The task: Render the records below as a Markdown table with the columns "Row" and "Line", numbering each row and skipping blank lines. Leave the pictures out of the table.

Task material:
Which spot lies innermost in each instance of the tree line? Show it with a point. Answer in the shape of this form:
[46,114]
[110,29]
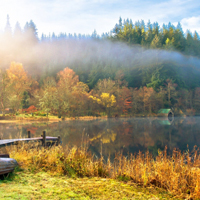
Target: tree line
[66,96]
[135,69]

Result of the task:
| Row | Line |
|---|---|
| 1 | Which spot lies innermost in each instance of the tree line? Show it with a point. Answer in the shape of this form: |
| 2 | [46,114] |
| 3 | [110,29] |
| 4 | Target: tree line |
| 5 | [66,96] |
| 6 | [135,69] |